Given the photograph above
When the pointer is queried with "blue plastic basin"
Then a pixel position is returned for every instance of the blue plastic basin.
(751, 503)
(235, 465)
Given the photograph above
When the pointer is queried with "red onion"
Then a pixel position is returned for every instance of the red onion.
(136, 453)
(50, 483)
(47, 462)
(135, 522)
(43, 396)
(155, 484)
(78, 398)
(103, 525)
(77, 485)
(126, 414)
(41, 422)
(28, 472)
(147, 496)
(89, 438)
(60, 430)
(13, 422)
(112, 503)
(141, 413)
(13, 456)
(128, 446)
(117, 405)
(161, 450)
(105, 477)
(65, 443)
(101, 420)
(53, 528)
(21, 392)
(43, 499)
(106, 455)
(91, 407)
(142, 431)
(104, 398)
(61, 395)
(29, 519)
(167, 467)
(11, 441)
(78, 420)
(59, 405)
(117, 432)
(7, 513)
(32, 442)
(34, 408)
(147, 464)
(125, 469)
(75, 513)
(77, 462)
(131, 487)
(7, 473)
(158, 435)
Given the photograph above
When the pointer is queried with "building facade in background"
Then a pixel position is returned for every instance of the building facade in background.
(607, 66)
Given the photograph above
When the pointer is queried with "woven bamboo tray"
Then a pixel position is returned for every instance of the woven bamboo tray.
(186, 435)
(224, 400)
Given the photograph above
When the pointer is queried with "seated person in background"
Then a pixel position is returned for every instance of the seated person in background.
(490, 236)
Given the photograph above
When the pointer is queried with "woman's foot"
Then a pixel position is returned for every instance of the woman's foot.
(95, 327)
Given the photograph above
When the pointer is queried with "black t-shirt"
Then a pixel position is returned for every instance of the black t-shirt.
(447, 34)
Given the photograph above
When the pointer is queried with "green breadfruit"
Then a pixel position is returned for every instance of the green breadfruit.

==

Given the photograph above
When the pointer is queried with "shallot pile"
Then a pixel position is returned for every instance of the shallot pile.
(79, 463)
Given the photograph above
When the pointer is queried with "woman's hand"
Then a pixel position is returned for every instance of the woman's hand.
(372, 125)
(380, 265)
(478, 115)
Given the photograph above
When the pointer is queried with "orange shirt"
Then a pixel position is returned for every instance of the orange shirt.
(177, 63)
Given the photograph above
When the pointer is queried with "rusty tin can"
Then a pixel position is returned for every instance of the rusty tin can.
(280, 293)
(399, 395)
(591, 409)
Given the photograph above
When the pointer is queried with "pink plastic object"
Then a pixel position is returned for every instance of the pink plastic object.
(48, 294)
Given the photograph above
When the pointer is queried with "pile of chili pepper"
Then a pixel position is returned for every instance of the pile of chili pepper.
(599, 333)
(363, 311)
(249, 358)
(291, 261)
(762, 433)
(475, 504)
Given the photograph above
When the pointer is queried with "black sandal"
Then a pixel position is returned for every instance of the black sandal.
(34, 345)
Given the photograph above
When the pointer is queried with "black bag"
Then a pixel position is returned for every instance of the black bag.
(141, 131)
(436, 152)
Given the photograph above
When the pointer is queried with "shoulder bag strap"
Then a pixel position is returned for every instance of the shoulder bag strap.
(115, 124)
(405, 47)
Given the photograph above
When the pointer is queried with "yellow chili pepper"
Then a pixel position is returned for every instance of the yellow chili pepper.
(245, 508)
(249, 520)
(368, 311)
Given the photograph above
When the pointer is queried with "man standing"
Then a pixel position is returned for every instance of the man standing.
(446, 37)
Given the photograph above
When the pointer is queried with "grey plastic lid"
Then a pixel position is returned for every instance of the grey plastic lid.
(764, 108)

» **TASK**: Can you collect every line in the records that contains the string "rusty"? Only matches with the same letter case count.

» **WRITTEN REPLY**:
When the pointer is queried with "rusty tin can"
Then a pixel position is returned for every instance of the rusty tin can.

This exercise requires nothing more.